INPUT:
+++++

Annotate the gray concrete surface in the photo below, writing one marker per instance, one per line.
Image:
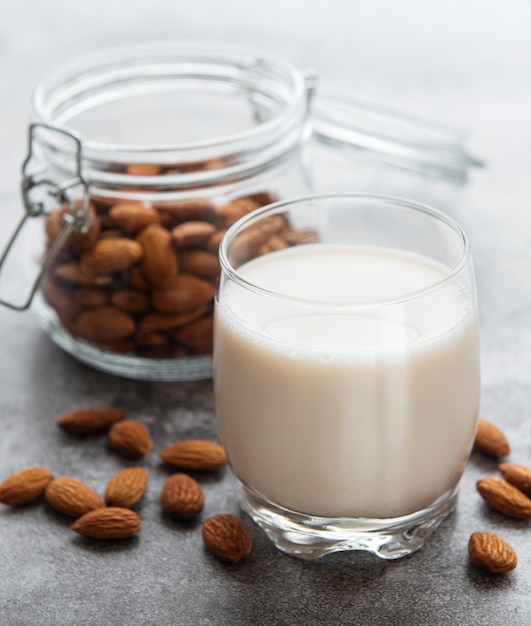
(466, 64)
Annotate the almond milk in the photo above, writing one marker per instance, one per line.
(341, 411)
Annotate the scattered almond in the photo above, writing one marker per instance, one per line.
(182, 497)
(490, 439)
(126, 488)
(108, 523)
(130, 438)
(71, 497)
(89, 421)
(195, 454)
(517, 475)
(505, 498)
(227, 537)
(490, 551)
(25, 486)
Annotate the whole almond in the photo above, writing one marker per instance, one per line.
(227, 537)
(133, 216)
(130, 439)
(91, 297)
(126, 488)
(200, 263)
(517, 475)
(111, 255)
(25, 486)
(104, 324)
(130, 300)
(71, 497)
(108, 523)
(75, 274)
(490, 439)
(195, 454)
(183, 294)
(505, 498)
(89, 421)
(160, 264)
(182, 497)
(490, 551)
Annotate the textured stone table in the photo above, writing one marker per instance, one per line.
(467, 64)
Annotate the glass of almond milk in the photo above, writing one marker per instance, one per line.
(346, 370)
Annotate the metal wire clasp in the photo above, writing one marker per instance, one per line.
(75, 220)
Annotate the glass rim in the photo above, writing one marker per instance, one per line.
(277, 207)
(172, 51)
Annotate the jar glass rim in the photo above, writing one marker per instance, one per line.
(375, 199)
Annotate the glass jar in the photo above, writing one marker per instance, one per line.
(151, 152)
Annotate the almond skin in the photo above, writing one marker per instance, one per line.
(227, 537)
(71, 497)
(490, 551)
(132, 217)
(195, 454)
(89, 421)
(490, 439)
(126, 488)
(160, 264)
(130, 439)
(517, 475)
(108, 523)
(185, 293)
(182, 497)
(505, 498)
(25, 486)
(111, 255)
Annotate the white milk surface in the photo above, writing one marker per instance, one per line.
(354, 412)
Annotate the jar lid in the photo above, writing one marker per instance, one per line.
(376, 133)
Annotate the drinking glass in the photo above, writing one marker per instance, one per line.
(346, 370)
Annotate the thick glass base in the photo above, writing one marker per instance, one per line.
(128, 366)
(310, 537)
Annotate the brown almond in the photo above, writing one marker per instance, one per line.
(130, 439)
(133, 216)
(185, 293)
(160, 264)
(300, 236)
(195, 209)
(71, 497)
(91, 297)
(143, 169)
(192, 234)
(126, 488)
(200, 263)
(89, 421)
(182, 497)
(105, 324)
(195, 454)
(490, 551)
(77, 275)
(490, 439)
(25, 486)
(518, 475)
(108, 523)
(197, 335)
(111, 255)
(227, 537)
(505, 498)
(130, 300)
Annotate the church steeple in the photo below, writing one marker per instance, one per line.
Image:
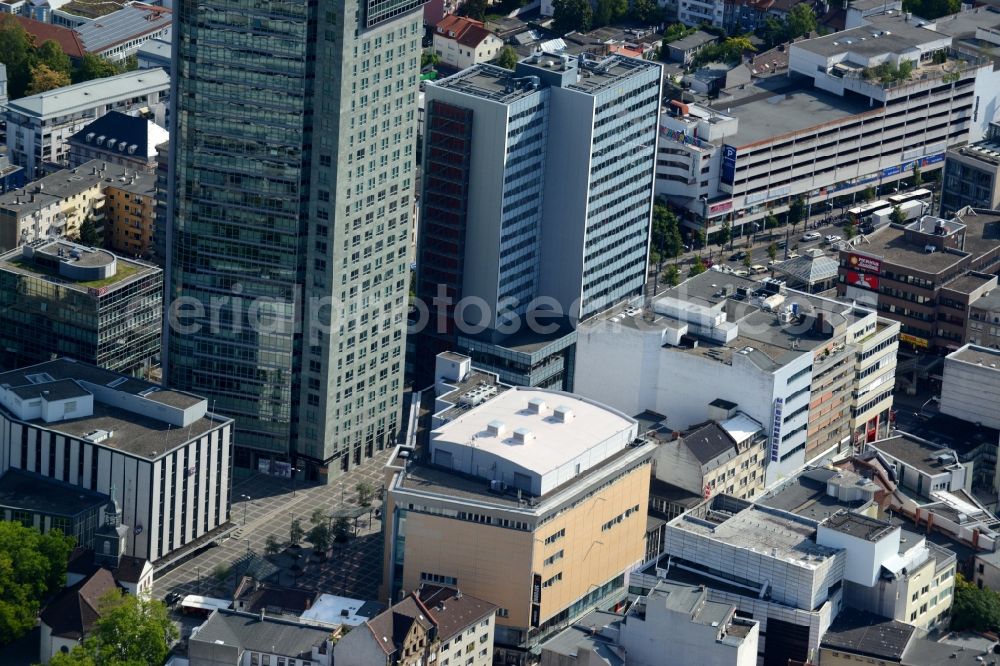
(112, 511)
(109, 538)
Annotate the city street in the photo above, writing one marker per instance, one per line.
(354, 569)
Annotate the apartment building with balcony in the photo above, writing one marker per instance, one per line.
(39, 126)
(926, 274)
(972, 175)
(832, 128)
(130, 213)
(728, 455)
(537, 193)
(814, 371)
(62, 299)
(117, 138)
(53, 206)
(892, 572)
(530, 499)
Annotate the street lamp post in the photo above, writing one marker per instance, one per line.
(246, 500)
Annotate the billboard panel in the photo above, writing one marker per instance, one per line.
(860, 262)
(728, 173)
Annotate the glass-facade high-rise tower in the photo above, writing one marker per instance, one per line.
(289, 216)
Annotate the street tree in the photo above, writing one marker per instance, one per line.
(319, 537)
(725, 234)
(295, 532)
(974, 608)
(897, 216)
(319, 517)
(570, 15)
(365, 491)
(32, 566)
(671, 276)
(507, 58)
(700, 237)
(131, 630)
(341, 530)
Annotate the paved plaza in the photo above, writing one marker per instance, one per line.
(354, 570)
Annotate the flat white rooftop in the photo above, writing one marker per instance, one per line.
(535, 429)
(741, 427)
(90, 94)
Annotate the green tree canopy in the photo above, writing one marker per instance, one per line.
(131, 631)
(18, 55)
(932, 9)
(570, 15)
(731, 50)
(507, 58)
(32, 566)
(666, 237)
(974, 608)
(645, 11)
(610, 11)
(43, 78)
(51, 55)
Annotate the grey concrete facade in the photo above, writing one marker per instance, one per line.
(292, 190)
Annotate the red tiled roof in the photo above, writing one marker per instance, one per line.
(465, 31)
(74, 610)
(43, 32)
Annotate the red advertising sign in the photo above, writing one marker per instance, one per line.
(862, 280)
(723, 207)
(860, 262)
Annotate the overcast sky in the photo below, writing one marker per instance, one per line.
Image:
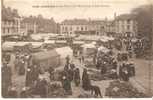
(26, 8)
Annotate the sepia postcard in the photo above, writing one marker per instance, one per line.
(76, 49)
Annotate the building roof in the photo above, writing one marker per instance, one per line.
(97, 22)
(45, 55)
(29, 20)
(75, 22)
(125, 17)
(9, 14)
(83, 22)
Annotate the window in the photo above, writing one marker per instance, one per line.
(77, 28)
(81, 28)
(128, 27)
(8, 31)
(86, 28)
(63, 28)
(70, 28)
(128, 21)
(3, 30)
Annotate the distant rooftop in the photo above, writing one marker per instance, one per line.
(9, 14)
(125, 17)
(82, 22)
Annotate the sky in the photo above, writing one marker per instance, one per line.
(107, 8)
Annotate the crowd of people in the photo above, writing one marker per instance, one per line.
(116, 67)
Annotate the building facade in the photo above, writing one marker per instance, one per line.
(126, 25)
(110, 27)
(10, 22)
(82, 26)
(28, 26)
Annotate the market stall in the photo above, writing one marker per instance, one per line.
(64, 52)
(46, 59)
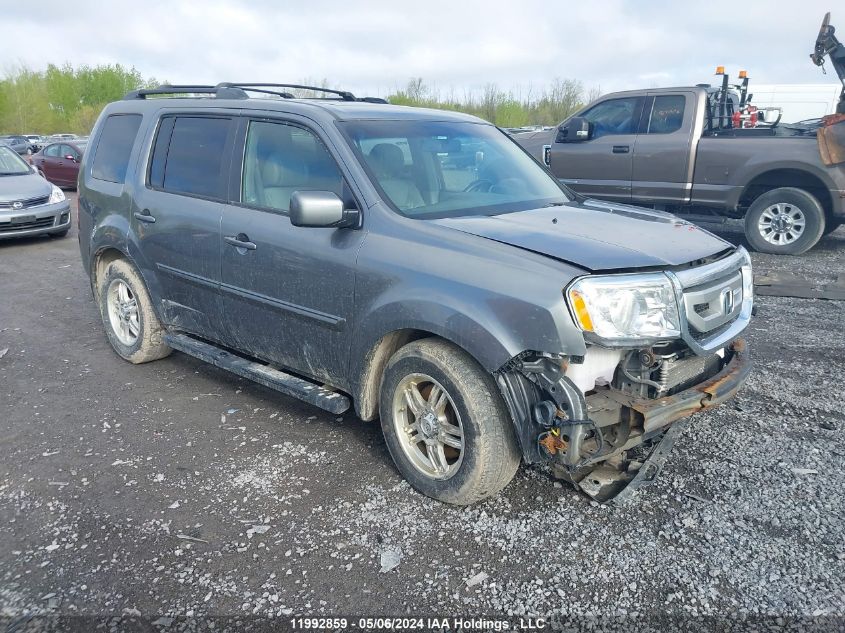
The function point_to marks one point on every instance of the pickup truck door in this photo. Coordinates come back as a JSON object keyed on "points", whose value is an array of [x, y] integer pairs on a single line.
{"points": [[664, 148], [601, 167], [288, 291]]}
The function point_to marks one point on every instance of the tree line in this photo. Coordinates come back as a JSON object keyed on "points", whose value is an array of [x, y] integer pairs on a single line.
{"points": [[62, 98], [67, 99]]}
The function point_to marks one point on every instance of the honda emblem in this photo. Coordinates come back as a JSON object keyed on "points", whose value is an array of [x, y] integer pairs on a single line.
{"points": [[727, 301]]}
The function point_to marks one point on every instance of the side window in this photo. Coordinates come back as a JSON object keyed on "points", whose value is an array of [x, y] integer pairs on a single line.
{"points": [[279, 159], [189, 156], [667, 114], [111, 157], [615, 116]]}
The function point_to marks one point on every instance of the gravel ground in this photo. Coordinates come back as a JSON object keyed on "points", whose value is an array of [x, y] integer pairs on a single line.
{"points": [[176, 490]]}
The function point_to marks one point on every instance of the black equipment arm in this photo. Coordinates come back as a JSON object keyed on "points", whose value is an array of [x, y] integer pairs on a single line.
{"points": [[827, 46]]}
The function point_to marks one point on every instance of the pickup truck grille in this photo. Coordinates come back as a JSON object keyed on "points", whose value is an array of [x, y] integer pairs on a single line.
{"points": [[24, 204]]}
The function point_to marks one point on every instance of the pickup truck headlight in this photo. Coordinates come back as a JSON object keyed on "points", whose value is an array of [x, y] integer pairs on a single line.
{"points": [[56, 195], [625, 308]]}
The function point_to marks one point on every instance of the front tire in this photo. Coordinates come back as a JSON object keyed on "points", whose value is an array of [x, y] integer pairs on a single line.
{"points": [[132, 327], [445, 424], [784, 221]]}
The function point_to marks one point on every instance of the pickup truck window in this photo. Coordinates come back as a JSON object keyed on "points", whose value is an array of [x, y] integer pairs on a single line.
{"points": [[440, 169], [667, 114], [280, 159], [615, 116]]}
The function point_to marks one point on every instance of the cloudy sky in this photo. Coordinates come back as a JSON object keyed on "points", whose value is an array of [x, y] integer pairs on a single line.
{"points": [[372, 47]]}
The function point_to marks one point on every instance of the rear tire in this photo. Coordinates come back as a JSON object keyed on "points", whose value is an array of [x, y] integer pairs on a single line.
{"points": [[784, 221], [479, 454], [132, 327]]}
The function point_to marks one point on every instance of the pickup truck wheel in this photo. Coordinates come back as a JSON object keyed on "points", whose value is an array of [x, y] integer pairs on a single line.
{"points": [[445, 423], [132, 327], [832, 225], [785, 221]]}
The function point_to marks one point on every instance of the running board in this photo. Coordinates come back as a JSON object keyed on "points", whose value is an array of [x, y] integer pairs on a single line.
{"points": [[262, 374]]}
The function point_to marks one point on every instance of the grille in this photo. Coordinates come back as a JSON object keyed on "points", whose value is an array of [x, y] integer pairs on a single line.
{"points": [[25, 226], [713, 305], [25, 204]]}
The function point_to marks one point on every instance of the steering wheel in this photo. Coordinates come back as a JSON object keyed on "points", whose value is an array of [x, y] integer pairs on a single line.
{"points": [[476, 185]]}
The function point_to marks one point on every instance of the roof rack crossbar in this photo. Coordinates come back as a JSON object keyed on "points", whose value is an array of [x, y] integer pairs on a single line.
{"points": [[221, 92], [256, 87]]}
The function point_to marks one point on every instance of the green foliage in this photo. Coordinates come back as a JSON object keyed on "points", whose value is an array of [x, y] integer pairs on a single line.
{"points": [[61, 98], [68, 99], [549, 106]]}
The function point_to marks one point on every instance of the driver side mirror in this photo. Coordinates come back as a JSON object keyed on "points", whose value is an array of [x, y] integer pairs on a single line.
{"points": [[321, 209], [574, 130]]}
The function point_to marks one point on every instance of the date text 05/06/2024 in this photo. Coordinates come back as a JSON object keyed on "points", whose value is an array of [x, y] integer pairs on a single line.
{"points": [[422, 623]]}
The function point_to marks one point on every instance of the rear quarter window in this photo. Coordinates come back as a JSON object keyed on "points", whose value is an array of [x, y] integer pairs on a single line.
{"points": [[189, 156], [111, 156]]}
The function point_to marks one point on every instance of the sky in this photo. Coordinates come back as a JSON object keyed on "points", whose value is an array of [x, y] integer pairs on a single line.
{"points": [[374, 47]]}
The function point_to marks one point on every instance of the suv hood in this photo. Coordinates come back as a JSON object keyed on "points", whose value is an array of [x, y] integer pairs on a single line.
{"points": [[597, 235], [23, 187]]}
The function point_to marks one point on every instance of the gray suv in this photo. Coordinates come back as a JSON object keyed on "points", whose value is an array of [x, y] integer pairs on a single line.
{"points": [[417, 265]]}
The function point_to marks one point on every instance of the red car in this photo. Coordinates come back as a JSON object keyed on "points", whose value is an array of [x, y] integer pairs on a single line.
{"points": [[59, 162]]}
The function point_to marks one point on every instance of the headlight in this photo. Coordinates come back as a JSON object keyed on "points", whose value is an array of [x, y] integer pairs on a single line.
{"points": [[625, 308], [57, 195]]}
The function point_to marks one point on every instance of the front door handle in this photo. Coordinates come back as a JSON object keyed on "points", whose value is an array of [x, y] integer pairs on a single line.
{"points": [[240, 241], [144, 216]]}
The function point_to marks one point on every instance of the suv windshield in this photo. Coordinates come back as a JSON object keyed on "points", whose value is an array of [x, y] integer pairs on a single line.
{"points": [[443, 169], [11, 164]]}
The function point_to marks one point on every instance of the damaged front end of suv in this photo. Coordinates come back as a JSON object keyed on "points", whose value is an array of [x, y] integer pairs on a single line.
{"points": [[661, 346]]}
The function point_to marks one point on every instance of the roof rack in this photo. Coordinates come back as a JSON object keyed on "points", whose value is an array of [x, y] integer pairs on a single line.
{"points": [[237, 90], [215, 91], [262, 87]]}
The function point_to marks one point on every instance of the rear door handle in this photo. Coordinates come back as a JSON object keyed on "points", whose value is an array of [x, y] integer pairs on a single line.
{"points": [[240, 241]]}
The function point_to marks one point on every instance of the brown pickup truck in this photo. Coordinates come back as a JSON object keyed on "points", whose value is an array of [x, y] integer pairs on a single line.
{"points": [[671, 149]]}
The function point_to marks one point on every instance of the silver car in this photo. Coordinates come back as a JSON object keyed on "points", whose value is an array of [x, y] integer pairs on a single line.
{"points": [[29, 205]]}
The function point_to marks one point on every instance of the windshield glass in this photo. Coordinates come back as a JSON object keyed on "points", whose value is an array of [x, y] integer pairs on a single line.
{"points": [[11, 164], [443, 169]]}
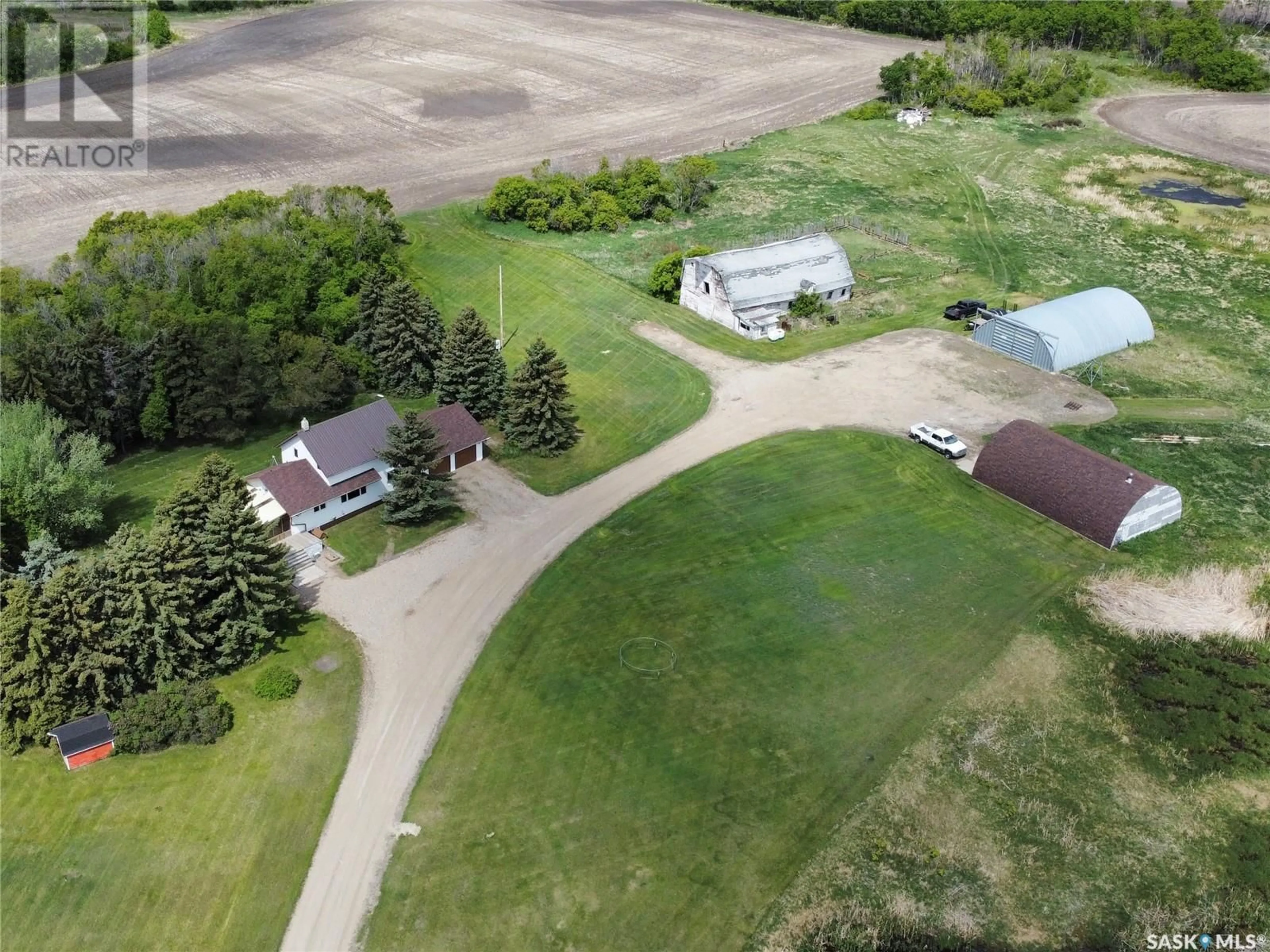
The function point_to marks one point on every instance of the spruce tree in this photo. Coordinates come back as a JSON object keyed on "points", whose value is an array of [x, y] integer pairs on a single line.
{"points": [[369, 301], [238, 578], [417, 496], [472, 370], [150, 603], [538, 416], [44, 559], [407, 341]]}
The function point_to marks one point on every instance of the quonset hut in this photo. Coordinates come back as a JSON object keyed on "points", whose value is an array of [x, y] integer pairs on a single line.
{"points": [[1089, 493], [1070, 331]]}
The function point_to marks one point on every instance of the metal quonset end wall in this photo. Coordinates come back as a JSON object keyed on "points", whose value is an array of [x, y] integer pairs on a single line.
{"points": [[1093, 494], [1070, 331]]}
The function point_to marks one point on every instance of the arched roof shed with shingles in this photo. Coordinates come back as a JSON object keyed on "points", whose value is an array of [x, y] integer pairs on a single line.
{"points": [[1095, 496]]}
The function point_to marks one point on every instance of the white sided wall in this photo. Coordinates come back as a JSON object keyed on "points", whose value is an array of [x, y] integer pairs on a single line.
{"points": [[1160, 507], [713, 306], [310, 520]]}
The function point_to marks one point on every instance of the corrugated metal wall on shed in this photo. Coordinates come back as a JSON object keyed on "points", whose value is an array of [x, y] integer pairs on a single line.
{"points": [[1070, 331]]}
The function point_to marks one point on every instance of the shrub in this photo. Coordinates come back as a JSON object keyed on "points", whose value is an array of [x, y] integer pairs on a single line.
{"points": [[606, 214], [807, 305], [1232, 70], [873, 110], [276, 683], [158, 30], [507, 201], [986, 103], [178, 713], [1209, 700]]}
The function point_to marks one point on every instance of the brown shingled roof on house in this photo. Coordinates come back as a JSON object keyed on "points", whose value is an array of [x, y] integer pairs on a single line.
{"points": [[298, 487], [456, 428], [350, 440], [1074, 485]]}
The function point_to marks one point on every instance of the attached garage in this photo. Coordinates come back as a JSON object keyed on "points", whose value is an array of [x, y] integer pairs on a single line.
{"points": [[1071, 331], [1089, 493]]}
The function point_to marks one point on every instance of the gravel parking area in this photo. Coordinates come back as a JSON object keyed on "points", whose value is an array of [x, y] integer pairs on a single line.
{"points": [[425, 616], [435, 101]]}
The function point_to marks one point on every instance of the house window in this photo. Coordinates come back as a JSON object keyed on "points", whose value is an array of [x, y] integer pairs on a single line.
{"points": [[355, 494]]}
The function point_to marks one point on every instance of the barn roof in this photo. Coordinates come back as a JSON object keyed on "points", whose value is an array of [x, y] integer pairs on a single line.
{"points": [[299, 487], [350, 440], [1071, 484], [456, 428], [1089, 324], [84, 734], [774, 273]]}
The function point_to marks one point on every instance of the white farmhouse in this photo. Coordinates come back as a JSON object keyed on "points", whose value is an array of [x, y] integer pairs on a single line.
{"points": [[333, 469], [750, 290]]}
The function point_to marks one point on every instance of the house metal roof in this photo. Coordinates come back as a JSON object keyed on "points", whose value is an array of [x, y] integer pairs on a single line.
{"points": [[1082, 327], [84, 734], [298, 487], [1058, 478], [351, 440], [456, 428], [778, 272]]}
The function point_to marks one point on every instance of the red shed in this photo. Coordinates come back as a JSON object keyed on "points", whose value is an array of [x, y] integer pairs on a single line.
{"points": [[86, 740]]}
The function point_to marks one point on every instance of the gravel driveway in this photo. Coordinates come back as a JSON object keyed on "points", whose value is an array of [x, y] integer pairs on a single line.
{"points": [[425, 616]]}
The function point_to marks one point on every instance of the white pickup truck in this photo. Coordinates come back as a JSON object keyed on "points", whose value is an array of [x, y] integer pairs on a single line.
{"points": [[938, 438]]}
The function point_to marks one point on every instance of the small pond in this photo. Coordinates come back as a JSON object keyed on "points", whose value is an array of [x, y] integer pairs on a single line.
{"points": [[1189, 192]]}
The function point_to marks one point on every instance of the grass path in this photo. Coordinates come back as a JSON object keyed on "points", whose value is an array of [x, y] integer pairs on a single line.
{"points": [[630, 395], [192, 849], [821, 622]]}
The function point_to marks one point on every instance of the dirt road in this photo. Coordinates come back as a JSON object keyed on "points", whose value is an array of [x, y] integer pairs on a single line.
{"points": [[425, 617], [435, 101], [1232, 129]]}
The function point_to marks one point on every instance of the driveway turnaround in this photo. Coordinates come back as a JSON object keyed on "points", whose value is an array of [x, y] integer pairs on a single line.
{"points": [[436, 101], [1232, 129], [423, 617]]}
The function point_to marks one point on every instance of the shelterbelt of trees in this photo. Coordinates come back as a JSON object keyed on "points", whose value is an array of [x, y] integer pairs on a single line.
{"points": [[1191, 41], [201, 325]]}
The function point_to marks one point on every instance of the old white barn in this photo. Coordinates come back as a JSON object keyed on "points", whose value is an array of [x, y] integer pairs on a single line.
{"points": [[750, 290]]}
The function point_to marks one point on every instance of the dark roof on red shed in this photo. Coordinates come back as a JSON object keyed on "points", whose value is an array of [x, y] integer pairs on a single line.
{"points": [[299, 487], [1071, 484], [350, 440], [84, 734], [456, 428]]}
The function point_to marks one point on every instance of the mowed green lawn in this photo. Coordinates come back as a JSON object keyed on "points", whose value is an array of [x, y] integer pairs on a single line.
{"points": [[630, 394], [192, 849], [826, 595]]}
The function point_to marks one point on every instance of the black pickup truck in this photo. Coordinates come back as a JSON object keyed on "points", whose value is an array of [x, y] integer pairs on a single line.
{"points": [[967, 308]]}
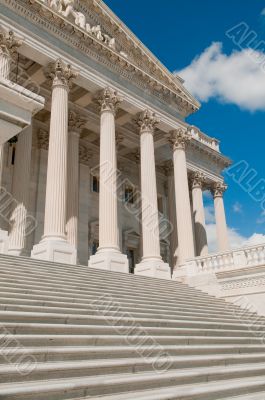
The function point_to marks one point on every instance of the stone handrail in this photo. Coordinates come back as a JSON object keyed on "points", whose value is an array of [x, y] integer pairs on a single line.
{"points": [[251, 256]]}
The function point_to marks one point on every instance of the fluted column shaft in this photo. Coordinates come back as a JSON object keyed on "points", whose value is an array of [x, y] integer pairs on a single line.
{"points": [[221, 226], [20, 191], [75, 125], [183, 209], [173, 220], [199, 214], [3, 222], [55, 204], [151, 263], [150, 222], [108, 206]]}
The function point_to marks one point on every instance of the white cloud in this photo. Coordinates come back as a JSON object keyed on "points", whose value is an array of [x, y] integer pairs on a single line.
{"points": [[261, 219], [236, 240], [237, 208], [236, 78]]}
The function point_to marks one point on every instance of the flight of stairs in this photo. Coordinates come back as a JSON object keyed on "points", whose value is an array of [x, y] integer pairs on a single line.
{"points": [[72, 332]]}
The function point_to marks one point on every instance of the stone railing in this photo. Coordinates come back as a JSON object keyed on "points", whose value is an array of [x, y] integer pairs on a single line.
{"points": [[203, 138], [252, 256]]}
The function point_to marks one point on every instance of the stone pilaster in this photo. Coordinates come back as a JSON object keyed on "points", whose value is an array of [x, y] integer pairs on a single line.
{"points": [[151, 264], [221, 226], [75, 127], [20, 224], [54, 245], [197, 182], [179, 140], [8, 48], [108, 255]]}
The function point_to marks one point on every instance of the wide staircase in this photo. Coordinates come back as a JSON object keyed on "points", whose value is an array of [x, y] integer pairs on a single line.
{"points": [[71, 332]]}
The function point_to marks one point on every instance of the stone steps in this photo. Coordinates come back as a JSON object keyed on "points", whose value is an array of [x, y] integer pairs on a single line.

+++++

THE TASK: Across all the entries above, how many lines hold the word "below"? Answer with the number only.

TASK RESULT: 3